Given exercise A:
Rewrite the records from their first line through the line containing "point(229, 198)", both ends included, keeping every line and request as it stands. Multiply each point coordinate in the answers by 0.65 and round to whole numbers, with halves rounded up, while leaving the coordinates in the sample layouts unchanged.

— Start Text passage —

Inside Story

Thinking Black

A new biography shows how William Cooper set out to civilise white Australia

Tim Rowse Books 11 January 2022 1677 words

Productive retirement: William Cooper in Nicholson Street, Footscray, in the 1930s. Esmay Mann Collection

William Cooper: An Aboriginal Life Story
By Bain Attwood | The Miegunyah Press | $34.99 | 296 pages

What makes a documentary trace of an Aboriginal person’s life? The question matters to historians like Bain Attwood, who believe that if “Aboriginal History” is to be more than Australian history enlarged to deal with European–Aboriginal relations then “the principal historical subject… should be Aboriginal.” The life of the Aboriginal subject of this book, Yorta Yorta man William Cooper (1861–1941), is very unevenly documented. We know a little of his childhood, very little of his working-age years and quite a lot about what he did in retirement — the final ten years of his life — when he agitated for his people’s rights.

— End Text passage —

Given exercise B:
Reproduce the book review word for word.

— Start Material supplied —

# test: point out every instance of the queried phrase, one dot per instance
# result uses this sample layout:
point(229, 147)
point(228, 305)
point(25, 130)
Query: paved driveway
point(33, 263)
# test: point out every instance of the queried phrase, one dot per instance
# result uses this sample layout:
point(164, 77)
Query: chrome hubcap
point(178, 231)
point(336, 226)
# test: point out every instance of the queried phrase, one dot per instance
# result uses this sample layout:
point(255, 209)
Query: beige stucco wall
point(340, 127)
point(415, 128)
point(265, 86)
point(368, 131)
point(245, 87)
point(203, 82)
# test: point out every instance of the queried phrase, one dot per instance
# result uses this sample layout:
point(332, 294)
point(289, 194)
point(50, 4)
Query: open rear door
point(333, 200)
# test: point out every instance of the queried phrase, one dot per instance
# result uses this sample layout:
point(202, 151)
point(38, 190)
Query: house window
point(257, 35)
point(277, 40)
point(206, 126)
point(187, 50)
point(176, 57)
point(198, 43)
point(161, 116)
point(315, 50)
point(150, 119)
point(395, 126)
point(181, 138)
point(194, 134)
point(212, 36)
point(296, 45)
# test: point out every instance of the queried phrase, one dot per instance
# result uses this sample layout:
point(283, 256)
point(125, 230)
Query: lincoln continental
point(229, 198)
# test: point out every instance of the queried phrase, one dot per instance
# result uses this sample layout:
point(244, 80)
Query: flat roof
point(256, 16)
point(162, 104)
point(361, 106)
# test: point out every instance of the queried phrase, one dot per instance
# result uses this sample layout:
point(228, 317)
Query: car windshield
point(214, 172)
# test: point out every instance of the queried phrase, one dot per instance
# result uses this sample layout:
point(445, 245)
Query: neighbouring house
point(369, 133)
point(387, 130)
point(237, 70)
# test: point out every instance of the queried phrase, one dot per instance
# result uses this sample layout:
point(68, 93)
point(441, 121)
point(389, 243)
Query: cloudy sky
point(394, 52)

— End Material supplied —

Full answer A:
# test: point out every instance of the queried phrase, one dot per instance
# result uses this sample layout:
point(229, 147)
point(228, 305)
point(25, 130)
Query: paved driveway
point(21, 171)
# test: point out every instance of the queried phrase, one dot per instance
# result uses this sample layout:
point(164, 77)
Query: chrome hubcap
point(116, 150)
point(218, 147)
# test: point out every instance of the queried phrase, one dot per instance
# result uses this sample layout:
point(255, 209)
Query: beige stucco wall
point(221, 83)
point(270, 83)
point(172, 56)
point(239, 85)
point(159, 57)
point(132, 53)
# test: point out every instance of the queried phrase, one dot per instance
# result uses this sample layout:
point(332, 294)
point(289, 194)
point(50, 4)
Query: open rear door
point(216, 130)
# test: point out every instance of the queried phrase, one dot per instance
# result uses this sample layout:
point(202, 151)
point(38, 190)
Query: house window
point(167, 23)
point(180, 26)
point(134, 82)
point(122, 33)
point(114, 37)
point(129, 28)
point(105, 75)
point(205, 33)
point(98, 77)
point(257, 82)
point(118, 90)
point(126, 87)
point(138, 23)
point(192, 29)
# test: point out every instance of the queried phrase, one dot per instance
# result uses this sample layout:
point(283, 256)
point(125, 230)
Query: lincoln continental
point(149, 129)

Full answer B:
Inside Story

Thinking Black

A new biography shows how William Cooper set out to civilise white Australia

Tim Rowse Books 11 January 2022 1677 words

Productive retirement: William Cooper in Nicholson Street, Footscray, in the 1930s. Esmay Mann Collection

William Cooper: An Aboriginal Life Story
By Bain Attwood | The Miegunyah Press | $34.99 | 296 pages

What makes a documentary trace of an Aboriginal person’s life? The question matters to historians like Bain Attwood, who believe that if “Aboriginal History” is to be more than Australian history enlarged to deal with European–Aboriginal relations then “the principal historical subject… should be Aboriginal.” The life of the Aboriginal subject of this book, Yorta Yorta man William Cooper (1861–1941), is very unevenly documented. We know a little of his childhood, very little of his working-age years and quite a lot about what he did in retirement — the final ten years of his life — when he agitated for his people’s rights.